• **Given task**: Arrange the lines of the material as a numbered list, omitting blank lines and leaving out the pictures.

╭─ Listed entries

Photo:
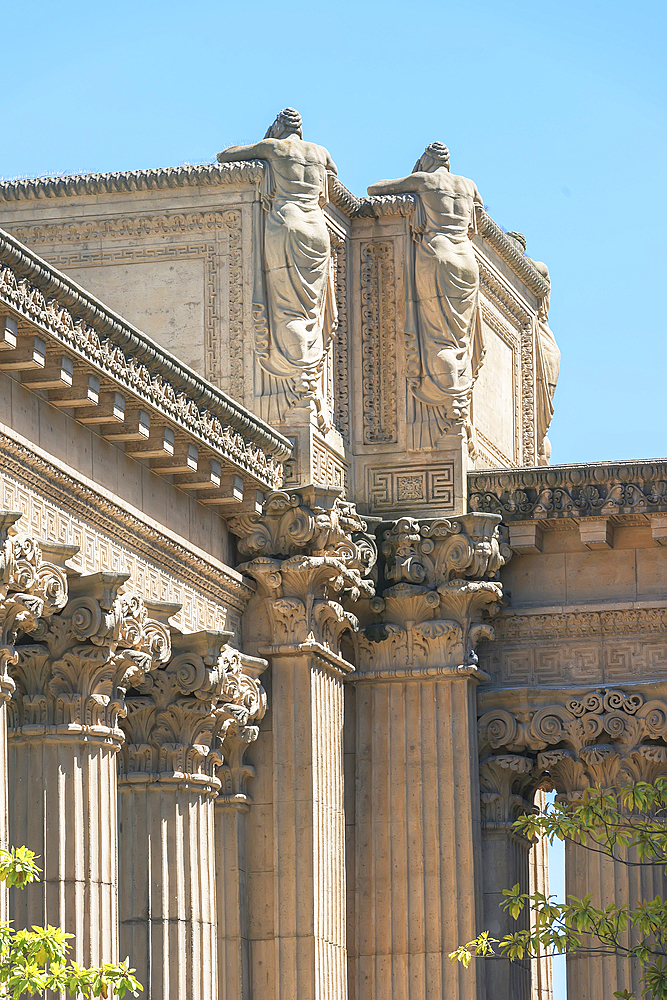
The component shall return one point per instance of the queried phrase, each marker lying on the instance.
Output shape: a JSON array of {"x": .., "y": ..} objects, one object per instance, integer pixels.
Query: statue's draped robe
[
  {"x": 443, "y": 327},
  {"x": 294, "y": 304}
]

╰─

• **Reply**:
1. Photo:
2. The component shall return one point per instance of the queried phrase, each marker lying on the instance.
3. Output shape: a JSON array of {"x": .., "y": ..} objects, one object per instance, integer pixels.
4. Query: statue's draped robe
5. [
6.   {"x": 443, "y": 327},
7.   {"x": 294, "y": 304}
8. ]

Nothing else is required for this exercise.